▶ **Excerpted passage**:
• • • • •
SPARQL Engine User Manual

SPARQL Engine

User Manual

Introduction
Intended Use
Supported RDF Servers
The Basics of Engine Use
Writing an Adapter
Using the Engine as a Frontend
Customizing an Adapter
- Selecting a Set Logic

Introduction

SPARQL

SPARQL is a query language currently under design by the Data Access Working Group of the World Wide Web Consortium. It is the first attempt to establish a neutral query language for RDF data, in the hopes of maturing the activities of the "Semantic Web". With a standardized query language, RDF implementations can be changed while maintaining the same client side implementation. As a positive example, SQL was developed as a relational database query language, was accepted by the database community, and serves to ease developer transition between database servers. For more information on SPARQL, see the current W3C working draft or the SPARQL Manual.
• • • • •
▶ **Exercise objective**: Continue the SPARQL Engine manual from the point where it stops. The records stand apart from the SPARQL Engine manual.

▶ **Data lines**:
• • • • •
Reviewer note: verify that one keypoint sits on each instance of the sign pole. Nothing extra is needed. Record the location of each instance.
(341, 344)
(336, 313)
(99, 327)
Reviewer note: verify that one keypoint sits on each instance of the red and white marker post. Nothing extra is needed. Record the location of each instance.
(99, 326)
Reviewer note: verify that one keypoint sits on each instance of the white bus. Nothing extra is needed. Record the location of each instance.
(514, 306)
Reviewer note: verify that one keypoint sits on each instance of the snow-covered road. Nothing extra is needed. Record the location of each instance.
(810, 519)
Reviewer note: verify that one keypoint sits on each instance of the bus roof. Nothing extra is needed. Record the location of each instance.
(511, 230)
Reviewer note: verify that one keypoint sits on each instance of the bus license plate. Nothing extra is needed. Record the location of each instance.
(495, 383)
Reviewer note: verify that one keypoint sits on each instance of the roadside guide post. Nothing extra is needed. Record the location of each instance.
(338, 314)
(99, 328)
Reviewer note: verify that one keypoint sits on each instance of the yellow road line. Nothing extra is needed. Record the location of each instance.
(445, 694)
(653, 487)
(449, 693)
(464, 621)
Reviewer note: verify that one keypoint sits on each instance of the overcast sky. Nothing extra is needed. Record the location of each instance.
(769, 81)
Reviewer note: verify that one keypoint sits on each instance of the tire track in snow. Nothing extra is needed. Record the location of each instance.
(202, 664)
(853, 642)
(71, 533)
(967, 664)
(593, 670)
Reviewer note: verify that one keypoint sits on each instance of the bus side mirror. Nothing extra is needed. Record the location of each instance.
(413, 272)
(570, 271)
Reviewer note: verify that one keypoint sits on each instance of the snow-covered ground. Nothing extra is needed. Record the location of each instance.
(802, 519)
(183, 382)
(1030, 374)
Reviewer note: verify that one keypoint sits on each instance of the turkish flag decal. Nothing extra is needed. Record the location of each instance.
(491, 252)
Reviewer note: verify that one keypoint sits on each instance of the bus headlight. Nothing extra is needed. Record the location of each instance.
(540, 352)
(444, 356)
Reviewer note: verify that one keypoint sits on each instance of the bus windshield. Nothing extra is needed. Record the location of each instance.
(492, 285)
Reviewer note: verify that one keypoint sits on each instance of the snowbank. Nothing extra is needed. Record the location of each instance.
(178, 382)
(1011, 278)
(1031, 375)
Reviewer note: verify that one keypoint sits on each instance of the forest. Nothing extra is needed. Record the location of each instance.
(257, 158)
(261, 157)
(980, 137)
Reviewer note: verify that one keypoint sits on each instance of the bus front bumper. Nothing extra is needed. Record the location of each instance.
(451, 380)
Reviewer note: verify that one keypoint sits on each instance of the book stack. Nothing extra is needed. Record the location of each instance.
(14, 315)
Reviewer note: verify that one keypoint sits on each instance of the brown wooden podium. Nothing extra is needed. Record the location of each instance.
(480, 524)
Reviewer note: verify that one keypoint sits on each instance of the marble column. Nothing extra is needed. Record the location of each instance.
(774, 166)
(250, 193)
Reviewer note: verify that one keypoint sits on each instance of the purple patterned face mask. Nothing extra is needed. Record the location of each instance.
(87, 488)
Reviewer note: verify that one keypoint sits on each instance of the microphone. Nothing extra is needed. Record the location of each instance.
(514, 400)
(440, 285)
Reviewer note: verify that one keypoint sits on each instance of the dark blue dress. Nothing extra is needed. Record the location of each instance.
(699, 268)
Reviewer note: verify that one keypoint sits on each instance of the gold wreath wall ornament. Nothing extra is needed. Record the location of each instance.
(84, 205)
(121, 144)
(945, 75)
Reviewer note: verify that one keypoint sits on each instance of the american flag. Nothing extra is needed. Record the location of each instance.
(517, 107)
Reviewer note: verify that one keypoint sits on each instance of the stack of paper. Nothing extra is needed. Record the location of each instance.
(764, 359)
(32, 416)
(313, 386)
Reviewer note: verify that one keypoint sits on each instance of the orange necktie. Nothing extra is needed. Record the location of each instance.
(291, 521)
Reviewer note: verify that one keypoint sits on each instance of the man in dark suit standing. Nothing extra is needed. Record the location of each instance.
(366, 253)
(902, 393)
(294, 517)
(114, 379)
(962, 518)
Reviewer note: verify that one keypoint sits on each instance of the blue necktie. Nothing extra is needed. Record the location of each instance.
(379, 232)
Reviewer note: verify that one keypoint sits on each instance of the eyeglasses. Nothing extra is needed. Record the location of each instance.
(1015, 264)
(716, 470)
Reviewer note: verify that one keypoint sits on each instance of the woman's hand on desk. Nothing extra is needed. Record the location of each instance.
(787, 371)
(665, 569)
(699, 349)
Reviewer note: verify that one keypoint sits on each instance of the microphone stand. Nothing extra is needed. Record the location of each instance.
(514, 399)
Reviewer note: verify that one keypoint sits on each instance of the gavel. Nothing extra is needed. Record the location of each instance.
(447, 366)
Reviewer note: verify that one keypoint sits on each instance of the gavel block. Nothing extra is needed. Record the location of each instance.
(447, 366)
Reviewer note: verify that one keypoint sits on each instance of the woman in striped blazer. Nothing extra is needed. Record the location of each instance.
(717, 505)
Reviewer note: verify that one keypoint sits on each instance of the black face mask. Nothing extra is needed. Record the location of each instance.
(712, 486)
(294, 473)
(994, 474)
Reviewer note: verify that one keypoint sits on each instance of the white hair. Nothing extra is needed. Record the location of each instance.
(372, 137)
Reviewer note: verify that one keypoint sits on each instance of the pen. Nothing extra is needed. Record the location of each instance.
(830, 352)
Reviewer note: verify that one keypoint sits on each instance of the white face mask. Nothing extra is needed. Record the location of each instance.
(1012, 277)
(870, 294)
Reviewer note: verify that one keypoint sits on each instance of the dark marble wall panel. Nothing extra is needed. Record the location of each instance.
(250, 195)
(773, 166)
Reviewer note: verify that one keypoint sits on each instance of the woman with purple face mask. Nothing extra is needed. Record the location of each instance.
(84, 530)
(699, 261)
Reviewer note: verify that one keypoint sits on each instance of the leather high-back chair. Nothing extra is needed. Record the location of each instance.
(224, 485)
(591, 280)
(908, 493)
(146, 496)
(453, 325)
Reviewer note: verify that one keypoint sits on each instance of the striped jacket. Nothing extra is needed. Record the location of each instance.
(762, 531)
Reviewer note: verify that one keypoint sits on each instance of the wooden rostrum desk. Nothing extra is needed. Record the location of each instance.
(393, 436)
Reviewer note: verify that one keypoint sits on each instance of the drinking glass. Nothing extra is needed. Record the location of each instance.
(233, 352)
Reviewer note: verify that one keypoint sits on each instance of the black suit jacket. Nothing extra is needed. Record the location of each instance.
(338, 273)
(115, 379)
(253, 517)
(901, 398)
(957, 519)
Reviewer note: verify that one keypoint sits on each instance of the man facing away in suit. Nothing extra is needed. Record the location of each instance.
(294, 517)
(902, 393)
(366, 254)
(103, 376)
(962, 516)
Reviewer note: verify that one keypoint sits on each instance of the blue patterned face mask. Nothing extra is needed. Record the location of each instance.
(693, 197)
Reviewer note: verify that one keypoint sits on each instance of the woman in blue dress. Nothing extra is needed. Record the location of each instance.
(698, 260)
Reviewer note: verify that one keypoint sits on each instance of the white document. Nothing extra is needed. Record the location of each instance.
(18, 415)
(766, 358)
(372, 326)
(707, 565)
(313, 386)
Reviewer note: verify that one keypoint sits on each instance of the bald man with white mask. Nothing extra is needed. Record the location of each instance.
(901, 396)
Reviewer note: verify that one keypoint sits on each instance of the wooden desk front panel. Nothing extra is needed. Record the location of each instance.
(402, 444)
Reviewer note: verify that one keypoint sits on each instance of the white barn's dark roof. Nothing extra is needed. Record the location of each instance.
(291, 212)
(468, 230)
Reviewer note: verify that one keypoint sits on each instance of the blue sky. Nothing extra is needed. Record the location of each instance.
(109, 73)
• • • • •
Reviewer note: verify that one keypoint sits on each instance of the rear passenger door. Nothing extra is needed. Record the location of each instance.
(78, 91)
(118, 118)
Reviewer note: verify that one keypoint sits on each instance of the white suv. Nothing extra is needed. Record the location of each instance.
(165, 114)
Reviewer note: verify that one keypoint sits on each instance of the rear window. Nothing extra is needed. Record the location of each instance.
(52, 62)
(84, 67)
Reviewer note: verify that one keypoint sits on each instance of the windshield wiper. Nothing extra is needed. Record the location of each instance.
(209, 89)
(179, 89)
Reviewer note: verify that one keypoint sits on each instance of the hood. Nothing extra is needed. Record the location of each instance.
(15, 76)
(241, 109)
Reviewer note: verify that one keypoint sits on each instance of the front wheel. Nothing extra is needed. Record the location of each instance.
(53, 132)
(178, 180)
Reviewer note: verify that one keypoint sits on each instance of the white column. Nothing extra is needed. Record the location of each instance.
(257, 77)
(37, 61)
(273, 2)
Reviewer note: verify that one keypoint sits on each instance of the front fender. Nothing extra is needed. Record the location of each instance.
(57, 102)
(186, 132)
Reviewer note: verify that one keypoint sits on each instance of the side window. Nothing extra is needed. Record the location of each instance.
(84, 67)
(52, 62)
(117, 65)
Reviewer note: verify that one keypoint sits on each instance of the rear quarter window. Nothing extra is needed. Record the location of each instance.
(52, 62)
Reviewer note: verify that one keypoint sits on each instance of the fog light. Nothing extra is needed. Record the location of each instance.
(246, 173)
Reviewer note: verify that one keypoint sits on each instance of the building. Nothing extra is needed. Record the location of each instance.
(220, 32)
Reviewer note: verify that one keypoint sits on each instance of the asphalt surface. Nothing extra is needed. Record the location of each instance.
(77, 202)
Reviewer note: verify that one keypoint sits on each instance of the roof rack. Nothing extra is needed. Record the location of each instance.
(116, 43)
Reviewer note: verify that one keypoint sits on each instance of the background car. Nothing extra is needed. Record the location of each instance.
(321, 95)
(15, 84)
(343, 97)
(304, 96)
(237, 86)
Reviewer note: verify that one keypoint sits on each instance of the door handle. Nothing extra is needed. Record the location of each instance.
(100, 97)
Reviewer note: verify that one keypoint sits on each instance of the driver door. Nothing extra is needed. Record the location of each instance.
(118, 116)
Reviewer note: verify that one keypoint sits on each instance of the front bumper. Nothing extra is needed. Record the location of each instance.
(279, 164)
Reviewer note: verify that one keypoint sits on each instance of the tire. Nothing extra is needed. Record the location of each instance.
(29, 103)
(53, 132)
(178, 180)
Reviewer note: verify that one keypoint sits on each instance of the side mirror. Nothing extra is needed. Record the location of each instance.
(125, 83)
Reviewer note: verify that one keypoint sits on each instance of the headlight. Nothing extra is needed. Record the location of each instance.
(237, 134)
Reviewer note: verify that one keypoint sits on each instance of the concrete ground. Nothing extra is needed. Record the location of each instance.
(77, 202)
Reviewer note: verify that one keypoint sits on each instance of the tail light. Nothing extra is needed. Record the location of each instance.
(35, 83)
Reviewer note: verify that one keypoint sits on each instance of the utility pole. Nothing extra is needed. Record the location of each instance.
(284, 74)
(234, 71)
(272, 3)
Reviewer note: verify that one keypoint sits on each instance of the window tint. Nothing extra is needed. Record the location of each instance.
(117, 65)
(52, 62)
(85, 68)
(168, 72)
• • • • •
▶ **Final result**:
Background

This engine was originally created as an open source project funded by Google's Summer of Code 2005 program. The goal of the project was to create a SPARQL query handling engine for Sesame (an open source RDF server solution), which currently did not have SPARQL handling capabilities. In the process of investigating a solution, it was found that it wouldn't take much more effort to enable the engine to be used by any RDF server that wanted SPARQL handling capabilities. Therefore, a design was developed in attempt to make the language very flexible yet still retain most of the efficiency of a custom build query engine. An engine like this would be a boon for the RDF server field because 1) it would be save time since similar evaluation code wouldn't have to be written for each engine and 2) updates and changes to the specification could be easily propagated to client servers.
Intended Use

The engine and this document is actually intended for two audiences/use cases:
1. Backend plug-in for RDF server - The end user of the server never has to know it's there or being used. All it requires is a written adapter library and library inclusion on the classpath, most likely distributed with the server.
2. Front-end customized query handler - While not originally intended for this use, it can actually be used to extend the SPARQL language with user value functions. It's expected that this part will actually become more powerful in the future, as new ways of giving the front-end user more flexibility are put in.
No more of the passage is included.